**Source material:**
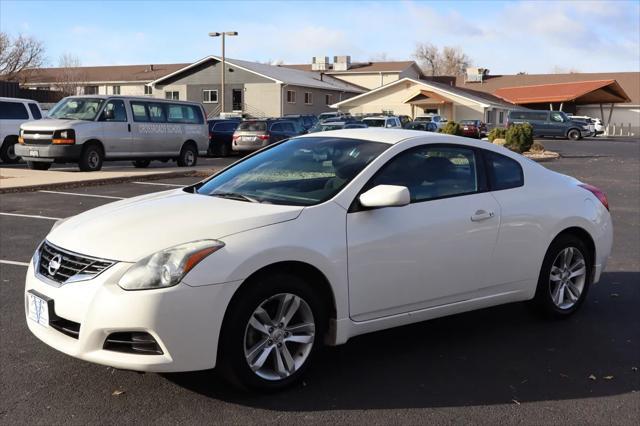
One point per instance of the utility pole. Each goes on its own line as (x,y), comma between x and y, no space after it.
(223,34)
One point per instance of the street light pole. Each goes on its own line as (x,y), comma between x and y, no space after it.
(223,34)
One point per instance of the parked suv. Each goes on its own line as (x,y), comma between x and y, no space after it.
(550,124)
(252,135)
(382,121)
(14,112)
(221,136)
(91,129)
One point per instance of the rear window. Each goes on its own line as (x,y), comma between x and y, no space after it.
(35,111)
(13,111)
(504,172)
(252,126)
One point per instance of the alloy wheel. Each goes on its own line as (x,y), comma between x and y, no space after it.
(279,336)
(567,278)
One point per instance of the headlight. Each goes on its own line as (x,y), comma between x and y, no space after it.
(167,267)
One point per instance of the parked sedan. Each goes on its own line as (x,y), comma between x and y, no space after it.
(314,240)
(473,128)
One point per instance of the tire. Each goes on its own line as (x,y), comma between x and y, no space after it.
(91,158)
(574,135)
(141,164)
(7,151)
(556,290)
(188,155)
(38,165)
(238,337)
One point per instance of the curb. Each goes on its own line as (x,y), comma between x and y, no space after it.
(107,181)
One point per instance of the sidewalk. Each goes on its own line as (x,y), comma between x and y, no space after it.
(21,179)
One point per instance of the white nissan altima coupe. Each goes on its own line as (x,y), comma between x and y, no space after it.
(314,240)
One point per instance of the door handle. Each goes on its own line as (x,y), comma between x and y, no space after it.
(481,215)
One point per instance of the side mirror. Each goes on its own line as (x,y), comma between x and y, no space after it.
(386,196)
(107,115)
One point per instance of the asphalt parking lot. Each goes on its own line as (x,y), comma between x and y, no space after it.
(498,365)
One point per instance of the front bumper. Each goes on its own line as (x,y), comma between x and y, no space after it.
(185,321)
(48,153)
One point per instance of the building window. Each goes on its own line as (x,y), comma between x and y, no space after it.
(210,96)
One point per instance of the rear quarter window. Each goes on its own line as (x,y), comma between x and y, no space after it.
(504,172)
(13,111)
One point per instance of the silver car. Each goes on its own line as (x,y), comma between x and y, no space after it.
(91,129)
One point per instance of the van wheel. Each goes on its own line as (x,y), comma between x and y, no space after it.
(91,158)
(573,134)
(38,165)
(271,333)
(188,155)
(8,152)
(141,164)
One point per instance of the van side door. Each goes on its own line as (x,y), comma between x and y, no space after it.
(116,129)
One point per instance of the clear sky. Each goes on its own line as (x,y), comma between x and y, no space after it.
(506,37)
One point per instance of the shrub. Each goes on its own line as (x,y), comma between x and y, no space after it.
(497,133)
(451,128)
(519,137)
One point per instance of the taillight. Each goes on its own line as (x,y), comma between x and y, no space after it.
(597,192)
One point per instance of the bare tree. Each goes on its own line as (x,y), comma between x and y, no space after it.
(71,75)
(19,55)
(448,61)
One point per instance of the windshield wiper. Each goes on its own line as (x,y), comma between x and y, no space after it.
(235,196)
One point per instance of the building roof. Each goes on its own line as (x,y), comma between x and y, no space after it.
(360,67)
(581,92)
(485,99)
(277,74)
(103,74)
(629,81)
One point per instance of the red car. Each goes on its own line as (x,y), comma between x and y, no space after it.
(473,128)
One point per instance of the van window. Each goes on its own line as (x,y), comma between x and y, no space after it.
(504,172)
(35,111)
(187,114)
(139,112)
(156,113)
(13,111)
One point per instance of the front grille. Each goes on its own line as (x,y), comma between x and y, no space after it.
(72,266)
(134,342)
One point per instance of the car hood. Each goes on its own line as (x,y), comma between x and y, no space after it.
(53,124)
(132,229)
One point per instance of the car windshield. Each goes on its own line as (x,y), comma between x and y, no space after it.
(299,172)
(374,122)
(77,109)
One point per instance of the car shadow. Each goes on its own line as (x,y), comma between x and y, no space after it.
(506,354)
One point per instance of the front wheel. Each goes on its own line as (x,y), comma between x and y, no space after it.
(565,277)
(271,333)
(188,156)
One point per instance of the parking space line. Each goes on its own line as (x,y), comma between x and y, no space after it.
(159,184)
(83,195)
(13,262)
(31,216)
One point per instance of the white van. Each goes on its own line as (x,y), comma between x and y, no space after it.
(91,129)
(14,112)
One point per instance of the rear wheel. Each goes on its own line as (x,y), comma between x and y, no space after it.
(141,164)
(91,158)
(8,152)
(38,165)
(188,155)
(574,134)
(271,333)
(564,278)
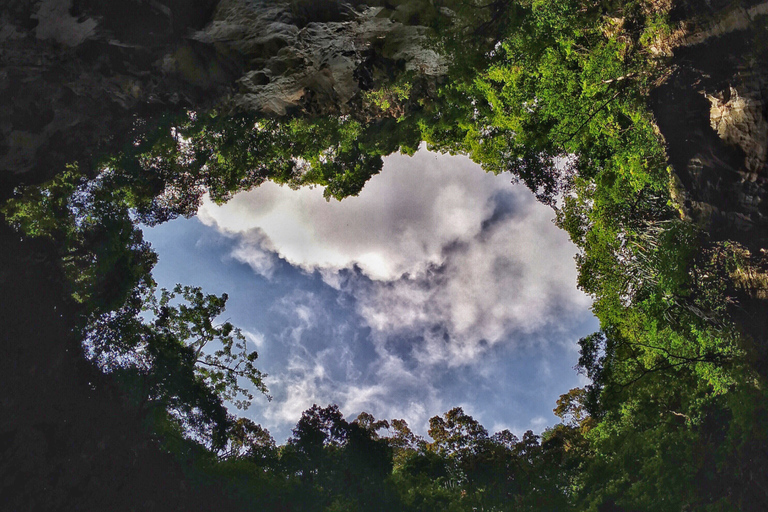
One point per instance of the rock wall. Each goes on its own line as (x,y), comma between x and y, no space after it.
(75,75)
(713,114)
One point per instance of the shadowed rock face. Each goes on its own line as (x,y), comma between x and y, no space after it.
(75,75)
(712,113)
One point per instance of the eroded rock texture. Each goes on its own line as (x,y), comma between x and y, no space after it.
(713,114)
(76,74)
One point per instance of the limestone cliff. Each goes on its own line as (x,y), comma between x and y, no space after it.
(712,112)
(75,75)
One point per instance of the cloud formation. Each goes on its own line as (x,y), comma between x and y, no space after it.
(433,247)
(439,286)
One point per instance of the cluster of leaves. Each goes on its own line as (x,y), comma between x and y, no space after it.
(331,464)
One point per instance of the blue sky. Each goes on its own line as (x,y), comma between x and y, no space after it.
(438,286)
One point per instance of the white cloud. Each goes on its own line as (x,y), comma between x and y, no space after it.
(437,242)
(435,252)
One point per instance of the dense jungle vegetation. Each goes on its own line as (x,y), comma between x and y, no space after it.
(675,417)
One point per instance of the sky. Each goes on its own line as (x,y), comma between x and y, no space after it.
(438,286)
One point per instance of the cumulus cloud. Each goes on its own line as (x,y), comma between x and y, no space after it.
(447,286)
(432,246)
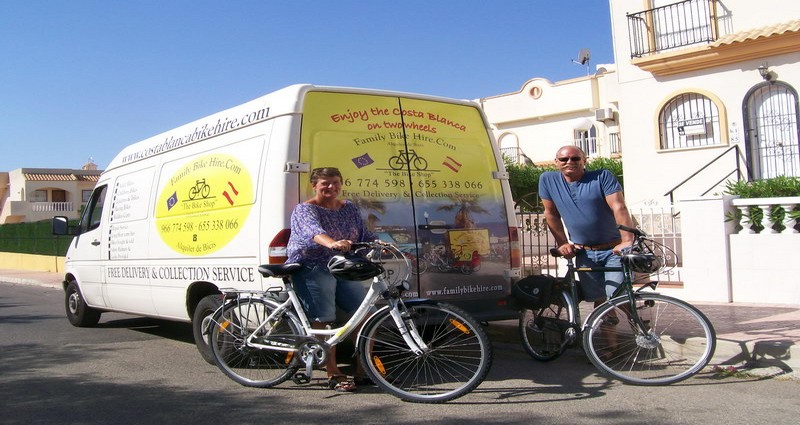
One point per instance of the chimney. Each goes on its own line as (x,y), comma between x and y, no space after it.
(90,165)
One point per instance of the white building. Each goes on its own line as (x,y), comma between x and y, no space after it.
(686,87)
(33,194)
(701,92)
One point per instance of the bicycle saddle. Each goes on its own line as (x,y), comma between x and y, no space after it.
(278,270)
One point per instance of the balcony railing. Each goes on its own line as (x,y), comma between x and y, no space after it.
(51,206)
(615,144)
(672,26)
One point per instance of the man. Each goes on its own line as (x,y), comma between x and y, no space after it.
(592,205)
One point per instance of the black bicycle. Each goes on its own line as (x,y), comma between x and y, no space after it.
(637,336)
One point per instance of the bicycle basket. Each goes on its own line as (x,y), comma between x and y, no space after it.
(643,263)
(534,292)
(353,267)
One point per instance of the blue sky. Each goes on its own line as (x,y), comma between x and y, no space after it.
(82,79)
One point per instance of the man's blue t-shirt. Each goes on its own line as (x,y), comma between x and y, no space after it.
(582,204)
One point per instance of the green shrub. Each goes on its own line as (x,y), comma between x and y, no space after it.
(32,238)
(776,187)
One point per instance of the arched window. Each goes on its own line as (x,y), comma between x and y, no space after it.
(509,146)
(689,120)
(771,131)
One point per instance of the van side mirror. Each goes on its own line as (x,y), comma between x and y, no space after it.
(61,226)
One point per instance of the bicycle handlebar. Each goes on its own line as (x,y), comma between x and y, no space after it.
(636,232)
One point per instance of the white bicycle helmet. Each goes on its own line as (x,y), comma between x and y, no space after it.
(353,268)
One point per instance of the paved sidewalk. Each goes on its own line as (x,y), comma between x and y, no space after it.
(755,336)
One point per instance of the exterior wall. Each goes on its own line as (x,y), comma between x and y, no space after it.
(16,204)
(542,116)
(764,268)
(651,172)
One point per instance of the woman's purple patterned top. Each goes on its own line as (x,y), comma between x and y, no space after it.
(310,220)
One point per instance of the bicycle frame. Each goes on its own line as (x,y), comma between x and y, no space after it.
(625,289)
(334,336)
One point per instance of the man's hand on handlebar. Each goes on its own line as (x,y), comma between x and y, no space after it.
(566,250)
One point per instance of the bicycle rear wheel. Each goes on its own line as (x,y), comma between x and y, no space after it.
(678,343)
(544,331)
(457,360)
(253,367)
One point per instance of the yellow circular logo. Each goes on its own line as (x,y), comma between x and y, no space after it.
(204,204)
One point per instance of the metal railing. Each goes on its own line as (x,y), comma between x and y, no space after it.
(677,25)
(737,170)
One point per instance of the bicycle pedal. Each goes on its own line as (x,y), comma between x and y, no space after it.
(301,378)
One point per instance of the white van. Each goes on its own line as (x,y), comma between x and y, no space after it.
(177,216)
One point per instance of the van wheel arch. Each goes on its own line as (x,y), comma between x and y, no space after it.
(78,312)
(203,298)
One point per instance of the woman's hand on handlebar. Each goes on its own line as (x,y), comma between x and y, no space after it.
(341,245)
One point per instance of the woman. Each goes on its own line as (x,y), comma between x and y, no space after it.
(322,227)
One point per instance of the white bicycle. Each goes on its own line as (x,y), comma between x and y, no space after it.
(418,350)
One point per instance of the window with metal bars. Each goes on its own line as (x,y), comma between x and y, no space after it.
(772,131)
(689,120)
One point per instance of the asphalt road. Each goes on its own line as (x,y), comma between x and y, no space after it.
(132,370)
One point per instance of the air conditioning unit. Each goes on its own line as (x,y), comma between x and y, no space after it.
(604,114)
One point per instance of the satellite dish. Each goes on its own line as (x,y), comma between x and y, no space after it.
(583,57)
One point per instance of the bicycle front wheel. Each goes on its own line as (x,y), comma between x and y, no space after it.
(677,342)
(544,332)
(250,366)
(456,361)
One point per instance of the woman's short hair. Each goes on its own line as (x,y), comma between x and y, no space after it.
(324,173)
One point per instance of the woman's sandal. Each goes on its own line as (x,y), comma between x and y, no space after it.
(363,380)
(341,383)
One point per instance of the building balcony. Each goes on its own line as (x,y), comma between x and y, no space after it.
(24,211)
(685,36)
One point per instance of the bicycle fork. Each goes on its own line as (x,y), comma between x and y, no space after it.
(406,328)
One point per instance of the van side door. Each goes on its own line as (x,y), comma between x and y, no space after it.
(86,253)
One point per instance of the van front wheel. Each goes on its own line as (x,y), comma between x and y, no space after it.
(78,313)
(205,308)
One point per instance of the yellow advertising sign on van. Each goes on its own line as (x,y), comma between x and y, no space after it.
(418,168)
(204,204)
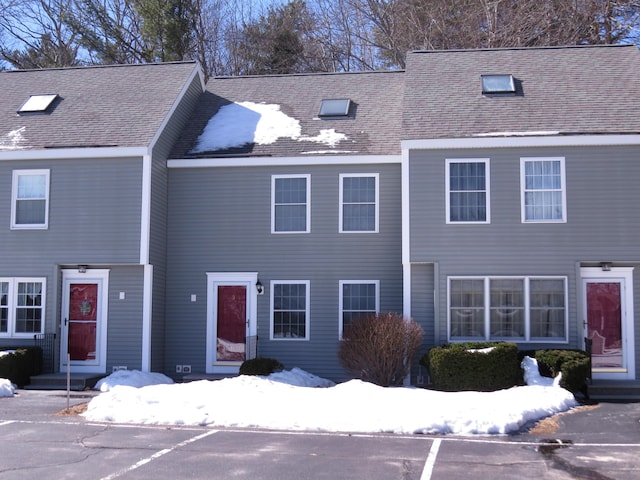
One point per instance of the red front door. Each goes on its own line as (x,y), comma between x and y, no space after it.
(82,321)
(231,323)
(604,323)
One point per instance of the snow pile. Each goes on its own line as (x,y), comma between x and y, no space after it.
(279,402)
(7,389)
(131,378)
(243,123)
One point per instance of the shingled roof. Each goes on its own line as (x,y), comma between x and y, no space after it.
(104,106)
(372,126)
(564,90)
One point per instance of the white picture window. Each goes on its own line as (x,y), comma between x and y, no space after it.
(290,310)
(290,203)
(543,189)
(359,202)
(22,302)
(30,199)
(358,298)
(518,309)
(467,183)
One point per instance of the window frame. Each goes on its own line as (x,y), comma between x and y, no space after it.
(341,309)
(524,191)
(487,190)
(274,179)
(272,310)
(14,199)
(528,338)
(12,306)
(376,177)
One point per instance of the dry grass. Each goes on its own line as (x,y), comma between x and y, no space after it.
(73,410)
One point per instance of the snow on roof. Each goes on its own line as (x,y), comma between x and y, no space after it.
(242,123)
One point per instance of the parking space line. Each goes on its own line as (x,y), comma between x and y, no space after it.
(158,454)
(431,460)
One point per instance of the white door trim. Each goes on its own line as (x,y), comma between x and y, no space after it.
(625,276)
(101,277)
(214,279)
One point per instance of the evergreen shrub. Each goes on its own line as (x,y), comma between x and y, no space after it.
(465,366)
(260,366)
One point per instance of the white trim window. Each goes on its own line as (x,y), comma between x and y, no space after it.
(543,189)
(22,302)
(518,309)
(289,310)
(359,200)
(467,185)
(358,298)
(290,204)
(30,199)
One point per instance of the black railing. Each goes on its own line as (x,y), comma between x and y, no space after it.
(47,342)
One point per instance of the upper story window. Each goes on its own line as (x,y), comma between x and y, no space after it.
(290,204)
(358,203)
(358,298)
(290,310)
(543,190)
(467,182)
(523,309)
(21,306)
(30,199)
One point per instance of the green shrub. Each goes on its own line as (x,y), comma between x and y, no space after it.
(455,367)
(379,348)
(18,367)
(574,365)
(260,366)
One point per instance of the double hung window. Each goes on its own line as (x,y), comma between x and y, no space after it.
(358,298)
(290,203)
(523,309)
(467,182)
(543,189)
(30,199)
(21,306)
(290,310)
(358,203)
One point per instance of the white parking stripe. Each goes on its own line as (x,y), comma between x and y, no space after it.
(158,454)
(431,460)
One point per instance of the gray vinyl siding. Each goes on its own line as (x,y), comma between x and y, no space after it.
(602,222)
(94,215)
(158,227)
(124,334)
(220,221)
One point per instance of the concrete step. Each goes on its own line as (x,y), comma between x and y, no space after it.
(615,390)
(58,381)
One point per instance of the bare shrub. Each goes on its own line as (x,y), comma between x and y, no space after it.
(379,348)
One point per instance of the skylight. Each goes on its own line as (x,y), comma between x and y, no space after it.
(37,103)
(334,107)
(498,84)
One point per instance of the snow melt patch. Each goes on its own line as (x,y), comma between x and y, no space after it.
(131,378)
(244,123)
(278,402)
(7,389)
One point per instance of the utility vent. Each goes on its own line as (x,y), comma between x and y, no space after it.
(37,103)
(335,107)
(498,84)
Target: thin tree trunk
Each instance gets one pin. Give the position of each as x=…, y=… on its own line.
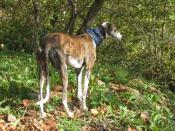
x=93, y=10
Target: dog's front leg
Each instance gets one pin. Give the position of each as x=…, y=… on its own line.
x=79, y=82
x=40, y=103
x=64, y=77
x=86, y=83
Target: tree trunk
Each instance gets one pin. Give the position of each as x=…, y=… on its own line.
x=93, y=10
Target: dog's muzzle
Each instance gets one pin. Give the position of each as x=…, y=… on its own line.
x=117, y=35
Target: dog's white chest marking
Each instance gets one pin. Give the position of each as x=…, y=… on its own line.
x=75, y=62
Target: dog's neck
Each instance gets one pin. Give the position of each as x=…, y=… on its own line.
x=98, y=34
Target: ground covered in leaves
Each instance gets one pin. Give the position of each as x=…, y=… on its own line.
x=137, y=104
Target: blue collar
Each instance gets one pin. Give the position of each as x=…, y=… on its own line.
x=95, y=35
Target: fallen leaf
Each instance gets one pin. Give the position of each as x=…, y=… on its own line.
x=2, y=116
x=57, y=88
x=131, y=128
x=118, y=88
x=145, y=116
x=11, y=118
x=27, y=102
x=100, y=83
x=94, y=112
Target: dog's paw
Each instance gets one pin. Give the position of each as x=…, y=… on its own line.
x=84, y=108
x=42, y=115
x=38, y=103
x=71, y=114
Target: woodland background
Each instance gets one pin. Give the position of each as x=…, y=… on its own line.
x=143, y=60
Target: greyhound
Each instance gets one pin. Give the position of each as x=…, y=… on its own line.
x=78, y=51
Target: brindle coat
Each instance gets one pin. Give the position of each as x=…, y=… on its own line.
x=63, y=49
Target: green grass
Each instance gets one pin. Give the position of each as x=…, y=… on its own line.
x=19, y=80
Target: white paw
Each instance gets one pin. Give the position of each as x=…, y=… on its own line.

**What to do:** In the records above, find the line with "Target: thin tree trunk" and the line with "Target: dog's neck". Write out exactly those lines and every one between, with no pictures and no other lines.

**Result of the exercise:**
Target: thin tree trunk
Each instance gets one pin. Give the position of each as x=…, y=… on its own line.
x=93, y=10
Target: dog's front leg
Each instance gets one pin. Give the position of each as x=…, y=… on its own line.
x=79, y=82
x=40, y=103
x=64, y=77
x=86, y=83
Target: tree trunk
Each instance gets one pin. Give the position of each as x=…, y=… on its own line.
x=93, y=10
Target: dog's muzzle
Each instance gets one pin. Give the position of each as x=…, y=… on its own line.
x=117, y=35
Target: dog's white chest marking
Each instance gets one pin. Give the position of each as x=…, y=… on its own line.
x=75, y=62
Target: dog's neck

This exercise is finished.